## Given exercise
Print verbatim the lines of the entries from the one containing "Where can you see the bridge cable" to the last, inclusive, and no others.

◆ ◆ ◆ ◆

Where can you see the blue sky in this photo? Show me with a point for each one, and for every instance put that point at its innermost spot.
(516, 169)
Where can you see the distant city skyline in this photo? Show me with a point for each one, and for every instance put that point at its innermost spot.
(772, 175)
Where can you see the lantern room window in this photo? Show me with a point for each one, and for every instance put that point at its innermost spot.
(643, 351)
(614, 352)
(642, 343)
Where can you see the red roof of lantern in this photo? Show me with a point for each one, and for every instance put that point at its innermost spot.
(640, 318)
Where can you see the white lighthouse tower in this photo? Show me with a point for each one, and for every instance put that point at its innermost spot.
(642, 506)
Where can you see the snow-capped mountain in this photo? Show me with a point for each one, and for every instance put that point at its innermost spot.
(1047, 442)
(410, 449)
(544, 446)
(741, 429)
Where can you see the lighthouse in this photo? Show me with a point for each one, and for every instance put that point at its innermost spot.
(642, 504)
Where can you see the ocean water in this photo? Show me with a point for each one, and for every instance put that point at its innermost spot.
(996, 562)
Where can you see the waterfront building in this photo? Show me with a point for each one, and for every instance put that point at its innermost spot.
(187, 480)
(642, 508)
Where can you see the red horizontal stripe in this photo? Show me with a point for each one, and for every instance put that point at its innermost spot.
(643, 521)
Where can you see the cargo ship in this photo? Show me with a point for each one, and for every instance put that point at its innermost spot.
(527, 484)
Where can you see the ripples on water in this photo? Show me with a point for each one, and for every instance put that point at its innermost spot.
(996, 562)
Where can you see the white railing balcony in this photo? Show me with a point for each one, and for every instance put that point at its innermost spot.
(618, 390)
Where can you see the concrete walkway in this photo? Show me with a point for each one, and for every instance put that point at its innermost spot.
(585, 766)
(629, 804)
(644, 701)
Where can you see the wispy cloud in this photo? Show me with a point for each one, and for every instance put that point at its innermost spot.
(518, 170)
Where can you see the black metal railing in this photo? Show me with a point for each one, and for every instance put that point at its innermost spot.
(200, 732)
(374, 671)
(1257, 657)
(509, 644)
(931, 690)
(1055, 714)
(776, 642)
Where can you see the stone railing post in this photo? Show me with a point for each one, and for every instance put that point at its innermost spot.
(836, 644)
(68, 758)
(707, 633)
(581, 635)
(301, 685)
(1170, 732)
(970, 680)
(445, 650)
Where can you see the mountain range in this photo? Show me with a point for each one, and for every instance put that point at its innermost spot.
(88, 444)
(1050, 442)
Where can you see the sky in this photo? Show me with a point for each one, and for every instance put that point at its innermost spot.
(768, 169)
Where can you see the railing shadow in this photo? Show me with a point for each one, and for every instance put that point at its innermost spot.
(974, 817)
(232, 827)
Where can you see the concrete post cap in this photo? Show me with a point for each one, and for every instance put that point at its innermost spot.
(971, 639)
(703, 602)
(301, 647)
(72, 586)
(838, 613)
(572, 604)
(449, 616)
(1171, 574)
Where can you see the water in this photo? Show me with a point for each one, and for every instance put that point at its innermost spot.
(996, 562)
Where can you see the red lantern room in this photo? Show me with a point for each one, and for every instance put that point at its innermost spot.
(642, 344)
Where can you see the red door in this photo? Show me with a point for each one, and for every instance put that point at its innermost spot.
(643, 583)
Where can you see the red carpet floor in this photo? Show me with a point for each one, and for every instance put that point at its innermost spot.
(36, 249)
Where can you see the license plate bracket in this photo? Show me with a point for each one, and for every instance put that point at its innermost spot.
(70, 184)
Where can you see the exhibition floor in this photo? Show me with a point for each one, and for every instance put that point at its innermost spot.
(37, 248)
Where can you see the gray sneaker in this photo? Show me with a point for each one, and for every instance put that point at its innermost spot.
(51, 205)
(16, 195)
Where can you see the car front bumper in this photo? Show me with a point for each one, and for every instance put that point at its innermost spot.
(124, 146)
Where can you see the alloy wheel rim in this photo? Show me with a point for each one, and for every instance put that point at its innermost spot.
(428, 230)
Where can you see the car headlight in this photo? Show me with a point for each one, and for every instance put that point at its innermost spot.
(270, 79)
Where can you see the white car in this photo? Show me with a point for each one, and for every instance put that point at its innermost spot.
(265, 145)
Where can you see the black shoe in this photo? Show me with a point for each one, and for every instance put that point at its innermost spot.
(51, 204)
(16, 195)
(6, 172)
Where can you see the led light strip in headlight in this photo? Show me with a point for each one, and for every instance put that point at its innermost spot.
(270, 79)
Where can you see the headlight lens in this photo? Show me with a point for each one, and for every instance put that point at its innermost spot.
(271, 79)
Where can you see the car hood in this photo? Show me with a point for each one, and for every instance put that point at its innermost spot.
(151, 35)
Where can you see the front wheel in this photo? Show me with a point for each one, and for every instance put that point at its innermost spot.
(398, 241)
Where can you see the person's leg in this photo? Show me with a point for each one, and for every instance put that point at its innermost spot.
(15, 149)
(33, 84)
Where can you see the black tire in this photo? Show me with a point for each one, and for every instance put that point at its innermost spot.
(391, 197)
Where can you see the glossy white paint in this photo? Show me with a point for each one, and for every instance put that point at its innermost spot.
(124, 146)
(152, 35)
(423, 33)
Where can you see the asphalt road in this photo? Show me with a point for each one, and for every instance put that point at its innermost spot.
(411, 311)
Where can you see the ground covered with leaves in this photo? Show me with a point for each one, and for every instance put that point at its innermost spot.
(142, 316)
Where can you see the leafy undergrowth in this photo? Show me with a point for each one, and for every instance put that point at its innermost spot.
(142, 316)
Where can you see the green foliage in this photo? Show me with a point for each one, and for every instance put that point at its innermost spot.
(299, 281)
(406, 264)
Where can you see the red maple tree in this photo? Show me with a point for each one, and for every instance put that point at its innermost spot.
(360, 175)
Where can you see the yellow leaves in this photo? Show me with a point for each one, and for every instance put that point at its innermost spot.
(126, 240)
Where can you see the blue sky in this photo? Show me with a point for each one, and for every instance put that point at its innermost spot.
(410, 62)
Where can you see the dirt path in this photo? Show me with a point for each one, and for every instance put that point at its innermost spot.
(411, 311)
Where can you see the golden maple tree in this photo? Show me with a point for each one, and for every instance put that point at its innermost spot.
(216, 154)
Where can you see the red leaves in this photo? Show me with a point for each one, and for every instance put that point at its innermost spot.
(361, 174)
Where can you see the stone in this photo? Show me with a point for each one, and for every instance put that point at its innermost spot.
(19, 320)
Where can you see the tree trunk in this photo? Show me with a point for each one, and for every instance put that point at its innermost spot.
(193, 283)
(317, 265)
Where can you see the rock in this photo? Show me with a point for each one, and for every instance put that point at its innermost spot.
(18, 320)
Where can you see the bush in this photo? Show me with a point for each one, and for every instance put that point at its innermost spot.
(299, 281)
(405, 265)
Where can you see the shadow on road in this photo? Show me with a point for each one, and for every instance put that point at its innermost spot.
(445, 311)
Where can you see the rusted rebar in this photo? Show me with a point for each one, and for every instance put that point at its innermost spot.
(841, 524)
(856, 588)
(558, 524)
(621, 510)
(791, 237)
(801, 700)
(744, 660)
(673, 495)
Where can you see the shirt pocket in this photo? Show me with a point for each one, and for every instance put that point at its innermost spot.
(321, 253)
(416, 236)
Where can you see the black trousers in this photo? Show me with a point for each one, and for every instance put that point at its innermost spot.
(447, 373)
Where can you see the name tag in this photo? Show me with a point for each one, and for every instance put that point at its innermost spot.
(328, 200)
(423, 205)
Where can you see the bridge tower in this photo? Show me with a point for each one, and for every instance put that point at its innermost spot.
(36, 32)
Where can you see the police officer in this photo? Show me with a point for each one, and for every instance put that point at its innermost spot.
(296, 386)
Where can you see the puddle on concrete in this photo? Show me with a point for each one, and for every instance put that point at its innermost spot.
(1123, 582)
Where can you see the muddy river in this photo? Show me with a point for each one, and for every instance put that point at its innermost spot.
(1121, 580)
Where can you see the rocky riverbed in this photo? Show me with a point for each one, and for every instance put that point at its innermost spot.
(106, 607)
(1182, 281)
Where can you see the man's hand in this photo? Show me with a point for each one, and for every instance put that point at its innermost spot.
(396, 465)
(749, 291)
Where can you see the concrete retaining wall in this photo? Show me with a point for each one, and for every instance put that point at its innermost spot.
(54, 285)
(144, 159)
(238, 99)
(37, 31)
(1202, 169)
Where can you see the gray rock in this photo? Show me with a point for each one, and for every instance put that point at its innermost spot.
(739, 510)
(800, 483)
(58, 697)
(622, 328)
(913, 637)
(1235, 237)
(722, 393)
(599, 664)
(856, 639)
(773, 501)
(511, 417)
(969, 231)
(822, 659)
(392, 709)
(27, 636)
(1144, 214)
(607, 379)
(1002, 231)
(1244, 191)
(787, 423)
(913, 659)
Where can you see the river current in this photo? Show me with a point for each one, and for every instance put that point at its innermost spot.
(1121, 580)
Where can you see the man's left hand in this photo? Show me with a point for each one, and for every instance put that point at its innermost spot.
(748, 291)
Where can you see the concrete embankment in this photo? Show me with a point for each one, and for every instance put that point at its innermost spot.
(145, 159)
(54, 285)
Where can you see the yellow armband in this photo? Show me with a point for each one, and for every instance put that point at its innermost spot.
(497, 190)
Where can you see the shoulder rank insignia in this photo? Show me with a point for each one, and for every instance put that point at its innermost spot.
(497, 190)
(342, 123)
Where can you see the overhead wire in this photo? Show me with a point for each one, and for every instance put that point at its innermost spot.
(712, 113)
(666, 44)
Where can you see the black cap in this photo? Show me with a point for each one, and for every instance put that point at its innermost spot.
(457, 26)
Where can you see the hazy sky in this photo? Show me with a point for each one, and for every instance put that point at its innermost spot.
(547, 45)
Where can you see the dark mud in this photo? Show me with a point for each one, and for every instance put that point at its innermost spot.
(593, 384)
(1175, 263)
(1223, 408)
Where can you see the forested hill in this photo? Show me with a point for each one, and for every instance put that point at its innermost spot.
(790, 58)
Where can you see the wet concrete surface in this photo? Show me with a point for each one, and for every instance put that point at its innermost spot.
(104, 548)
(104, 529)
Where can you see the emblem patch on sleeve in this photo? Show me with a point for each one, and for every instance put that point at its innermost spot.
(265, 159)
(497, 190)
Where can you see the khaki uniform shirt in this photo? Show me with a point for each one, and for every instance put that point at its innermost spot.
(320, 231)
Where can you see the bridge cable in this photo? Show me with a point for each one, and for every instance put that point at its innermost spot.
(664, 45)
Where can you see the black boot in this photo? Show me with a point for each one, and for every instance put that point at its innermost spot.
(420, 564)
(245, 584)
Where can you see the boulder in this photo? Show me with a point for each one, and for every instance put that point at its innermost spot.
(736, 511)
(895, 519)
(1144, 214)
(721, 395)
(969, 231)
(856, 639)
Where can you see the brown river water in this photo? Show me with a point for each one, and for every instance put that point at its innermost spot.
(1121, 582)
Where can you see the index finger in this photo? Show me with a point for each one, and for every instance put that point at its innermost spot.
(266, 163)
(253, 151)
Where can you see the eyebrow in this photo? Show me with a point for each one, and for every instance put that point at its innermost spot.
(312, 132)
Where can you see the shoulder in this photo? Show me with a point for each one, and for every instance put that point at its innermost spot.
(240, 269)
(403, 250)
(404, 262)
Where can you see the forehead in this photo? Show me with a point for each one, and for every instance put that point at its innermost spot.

◆ ◆ ◆ ◆

## Correct answer
Where can you see the bridge cable in this photo? Show me with a point for each one, and for every instance put that point at its innermost spot.
(664, 45)
Where can you see the black boot in this photo? Show me with a point for each one, and for every instance put that point at its innermost spot.
(420, 564)
(245, 584)
Where can you see the boulder in this photo? Show me with a point for each one, and for every instance put that point at its innermost spot.
(736, 511)
(895, 519)
(1144, 214)
(721, 395)
(969, 231)
(856, 639)
Where can you see the brown river water in this photo? Show me with a point for each one, and for every instance put that point at its innermost spot.
(1121, 582)
Where can you see the index finger in this photo? Show me with a point for each one, and for every instance put that point at its innermost spot.
(266, 163)
(253, 151)
Where can you see the eyebrow in this photo? Show me with a point for each one, and for every instance put that point at its innermost spot.
(312, 132)
Where can you see the shoulder in this photo? Show me with a point for each one, and for every instance put that point at its innermost spot.
(240, 269)
(403, 250)
(404, 262)
Where can you see the forehead in this photo? Show me with a point for each one, and for every instance put that point at its innermost spot.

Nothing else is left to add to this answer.